GIVEN PASSAGE:
Let’s not try to equate earthly, humanly love with the same love we show God and He shows us. Really.
the reason why divorce rates are high is because people get married without really knowing each other, then as time goes by they find a lot of things about the other they dont like and then get divorced. i mean… if you liked everything about the other person you would never get divorced.
That’s a false assumption. The reasons why couples get divorced is because simply put, they are lazy, there are poor communication skills-- why else would Retrovaille exist??–and there is poor conflict resolution in terms of money, sex, and other issues. People also get divorced because if one partner isn’t putting in the same effort or refuses too–such as with couples where one person wants to seek counseling with a priest or therapist, but the other refuses. People are dating much longer nowadays than before. To many people, having dated for 2 years isn’t enough time. My husband and I were together for more than 3 years.

Collection entries
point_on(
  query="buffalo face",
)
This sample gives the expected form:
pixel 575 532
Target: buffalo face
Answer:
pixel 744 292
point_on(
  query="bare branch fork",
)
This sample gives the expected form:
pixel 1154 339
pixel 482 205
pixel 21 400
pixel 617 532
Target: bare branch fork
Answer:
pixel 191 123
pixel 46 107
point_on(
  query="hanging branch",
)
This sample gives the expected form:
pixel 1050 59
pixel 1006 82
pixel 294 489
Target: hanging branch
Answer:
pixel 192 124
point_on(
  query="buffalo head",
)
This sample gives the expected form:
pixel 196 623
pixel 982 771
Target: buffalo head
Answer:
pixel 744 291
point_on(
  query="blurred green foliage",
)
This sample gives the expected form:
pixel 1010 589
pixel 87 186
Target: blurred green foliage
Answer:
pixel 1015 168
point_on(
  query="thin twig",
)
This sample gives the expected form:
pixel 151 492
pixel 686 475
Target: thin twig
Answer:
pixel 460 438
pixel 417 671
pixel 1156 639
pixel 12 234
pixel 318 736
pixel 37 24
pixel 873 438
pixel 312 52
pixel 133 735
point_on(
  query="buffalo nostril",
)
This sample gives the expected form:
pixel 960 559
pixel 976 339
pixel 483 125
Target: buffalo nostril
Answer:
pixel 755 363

EXERCISE DESCRIPTION: Reproduce the comments on divorce from "Let’s not try" up to and including "never get divorced.".

ANSWER BOX:
Let’s not try to equate earthly, humanly love with the same love we show God and He shows us. Really.
the reason why divorce rates are high is because people get married without really knowing each other, then as time goes by they find a lot of things about the other they dont like and then get divorced. i mean… if you liked everything about the other person you would never get divorced.